Push more computations into node functions to improve performance #235

sunxd3 · 2024-11-11T05:20:25Z

Current Performance

On the Apple M2 chip with the Rats example, a manually unrolled log density function has a median benchmark time of 1.113 μs, while the current master branch at 50.916 μs. In principle, we should be able to push the performance to within 10 times of the unrolled version.

Performance Analysis

Profiling reveals type instabilities in:

Bijector transformations
BangBang's setindex! operations
logpdf computation due to runtime distribution determination

The root cause appears to be storing node functions in Vector{Any}, which disallows type inference.

Proposed Solution

Put bijector, setindex!, and logpdf computations directly into node functions where distribution types are known at compile time.

In master branch: (consider alpha[1], which is a stochastic variable

function (evaluation_env, loop_vars)
      (; var"alpha.c", var"alpha.tau") = evaluation_env
      (;) = loop_vars
      return dnorm(var"alpha.c", var"alpha.tau")
 end

In this PR:

function (__evaluation_env__::NamedTuple{__vars__}, __loop_vars__::NamedTuple{__loop_vars_names__}, __vn__::AbstractPPL.VarName, __is_transformed__::Bool, __is_observed__::Bool, __params__::AbstractVector{<:Real}) where {__vars__, __loop_vars_names__}
      (; var"alpha.c", var"alpha.tau") = __evaluation_env__
      (;) = __loop_vars__
      __dist__ = dnorm(var"alpha.c", var"alpha.tau")
      if !__is_observed__
          if __is_transformed__
              __b__ = Bijectors.bijector(__dist__)
              __b_inv__ = Bijectors.inverse(__b__)

◆ Supplied material ◆
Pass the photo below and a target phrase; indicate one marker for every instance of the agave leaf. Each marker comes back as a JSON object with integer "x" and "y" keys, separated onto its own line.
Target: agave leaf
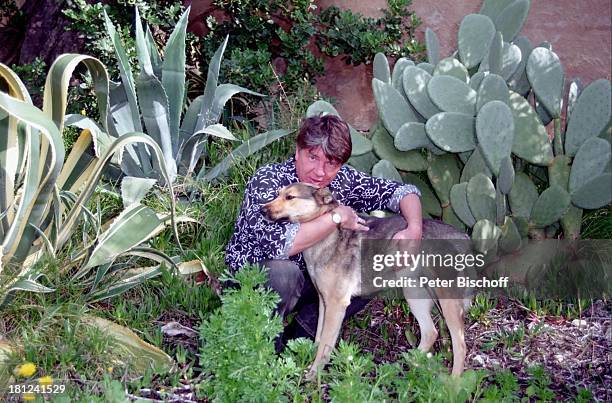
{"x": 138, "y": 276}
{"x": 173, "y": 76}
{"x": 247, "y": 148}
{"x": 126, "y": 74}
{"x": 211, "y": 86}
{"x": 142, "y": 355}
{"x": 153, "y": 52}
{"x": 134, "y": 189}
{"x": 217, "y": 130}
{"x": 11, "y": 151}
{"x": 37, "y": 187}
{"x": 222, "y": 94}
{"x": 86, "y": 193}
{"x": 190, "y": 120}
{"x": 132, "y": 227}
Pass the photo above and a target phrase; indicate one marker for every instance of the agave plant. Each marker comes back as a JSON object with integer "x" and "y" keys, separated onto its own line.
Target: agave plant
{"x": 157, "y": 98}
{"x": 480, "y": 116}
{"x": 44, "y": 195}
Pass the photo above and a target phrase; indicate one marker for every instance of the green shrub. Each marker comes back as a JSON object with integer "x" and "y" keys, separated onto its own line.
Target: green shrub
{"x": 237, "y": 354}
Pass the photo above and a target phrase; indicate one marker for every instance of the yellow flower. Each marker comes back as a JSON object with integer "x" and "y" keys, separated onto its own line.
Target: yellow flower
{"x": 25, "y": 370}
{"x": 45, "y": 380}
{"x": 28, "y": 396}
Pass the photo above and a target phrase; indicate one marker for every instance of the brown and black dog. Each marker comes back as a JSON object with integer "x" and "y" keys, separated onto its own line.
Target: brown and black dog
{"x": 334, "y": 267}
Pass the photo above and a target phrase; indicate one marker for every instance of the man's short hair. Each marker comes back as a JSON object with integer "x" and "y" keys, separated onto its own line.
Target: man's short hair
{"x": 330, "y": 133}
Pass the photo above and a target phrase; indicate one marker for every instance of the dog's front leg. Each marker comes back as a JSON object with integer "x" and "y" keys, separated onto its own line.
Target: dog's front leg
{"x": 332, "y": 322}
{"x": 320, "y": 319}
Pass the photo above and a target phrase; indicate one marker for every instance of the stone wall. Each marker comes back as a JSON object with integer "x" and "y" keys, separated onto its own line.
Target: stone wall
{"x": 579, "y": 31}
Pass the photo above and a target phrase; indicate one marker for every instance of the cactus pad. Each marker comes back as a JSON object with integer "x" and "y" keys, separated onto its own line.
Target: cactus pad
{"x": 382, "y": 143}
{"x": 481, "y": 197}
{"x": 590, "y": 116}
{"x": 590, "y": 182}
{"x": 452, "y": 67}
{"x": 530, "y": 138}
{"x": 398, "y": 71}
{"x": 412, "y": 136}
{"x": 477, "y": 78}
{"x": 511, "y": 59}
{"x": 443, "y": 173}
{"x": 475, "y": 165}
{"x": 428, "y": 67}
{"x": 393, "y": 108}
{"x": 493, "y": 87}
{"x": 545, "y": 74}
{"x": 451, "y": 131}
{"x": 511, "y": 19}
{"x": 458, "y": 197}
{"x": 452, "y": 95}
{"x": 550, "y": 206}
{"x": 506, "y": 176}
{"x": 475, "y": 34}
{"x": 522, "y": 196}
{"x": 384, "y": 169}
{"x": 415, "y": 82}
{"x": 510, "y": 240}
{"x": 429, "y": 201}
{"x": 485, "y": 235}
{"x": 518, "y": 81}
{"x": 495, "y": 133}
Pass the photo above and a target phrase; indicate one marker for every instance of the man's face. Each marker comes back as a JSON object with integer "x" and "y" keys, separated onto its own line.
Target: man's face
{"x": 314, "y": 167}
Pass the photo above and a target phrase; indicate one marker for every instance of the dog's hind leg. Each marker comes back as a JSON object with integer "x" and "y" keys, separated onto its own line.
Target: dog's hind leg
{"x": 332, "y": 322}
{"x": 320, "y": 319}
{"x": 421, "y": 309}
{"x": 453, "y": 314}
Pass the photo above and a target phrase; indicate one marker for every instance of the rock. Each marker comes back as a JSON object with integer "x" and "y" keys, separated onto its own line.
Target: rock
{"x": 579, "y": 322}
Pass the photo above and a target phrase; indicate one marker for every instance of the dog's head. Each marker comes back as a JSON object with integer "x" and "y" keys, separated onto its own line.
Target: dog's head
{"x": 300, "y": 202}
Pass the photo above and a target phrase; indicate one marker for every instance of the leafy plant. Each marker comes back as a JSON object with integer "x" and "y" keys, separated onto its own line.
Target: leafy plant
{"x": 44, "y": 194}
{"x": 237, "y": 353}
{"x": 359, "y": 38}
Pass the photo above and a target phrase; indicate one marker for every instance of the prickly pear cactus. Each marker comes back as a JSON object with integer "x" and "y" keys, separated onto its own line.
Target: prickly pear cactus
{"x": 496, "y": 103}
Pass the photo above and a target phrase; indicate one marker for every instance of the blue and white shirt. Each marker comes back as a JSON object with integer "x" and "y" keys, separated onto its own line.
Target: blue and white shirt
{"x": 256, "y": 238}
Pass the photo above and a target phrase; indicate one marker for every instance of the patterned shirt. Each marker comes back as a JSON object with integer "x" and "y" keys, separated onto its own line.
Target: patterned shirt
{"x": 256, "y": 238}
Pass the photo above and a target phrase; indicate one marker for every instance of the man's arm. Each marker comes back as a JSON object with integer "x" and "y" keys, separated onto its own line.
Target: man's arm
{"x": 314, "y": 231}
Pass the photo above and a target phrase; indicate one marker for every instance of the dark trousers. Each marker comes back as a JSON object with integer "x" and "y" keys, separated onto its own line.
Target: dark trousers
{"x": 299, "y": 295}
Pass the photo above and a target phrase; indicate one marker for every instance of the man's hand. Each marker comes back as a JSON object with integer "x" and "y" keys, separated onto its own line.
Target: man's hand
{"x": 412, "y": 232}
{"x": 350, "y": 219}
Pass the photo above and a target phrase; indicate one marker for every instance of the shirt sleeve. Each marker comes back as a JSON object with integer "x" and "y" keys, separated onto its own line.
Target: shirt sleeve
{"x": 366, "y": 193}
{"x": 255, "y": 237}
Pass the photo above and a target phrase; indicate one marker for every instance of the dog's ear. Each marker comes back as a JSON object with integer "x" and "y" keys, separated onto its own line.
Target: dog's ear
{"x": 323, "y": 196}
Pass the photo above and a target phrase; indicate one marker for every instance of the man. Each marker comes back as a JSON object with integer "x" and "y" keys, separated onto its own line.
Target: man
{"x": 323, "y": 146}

◆ Actions to take ◆
a - In the performance issue above, what is named as the root cause of the type instabilities?
b - Reproduce the performance issue from "On the Apple" up to and including "the unrolled version.".

◆ Per-task answers ◆
a - Storing node functions in Vector{Any}, which disallows type inference.

b -
On the Apple M2 chip with the Rats example, a manually unrolled log density function has a median benchmark time of 1.113 μs, while the current master branch at 50.916 μs. In principle, we should be able to push the performance to within 10 times of the unrolled version.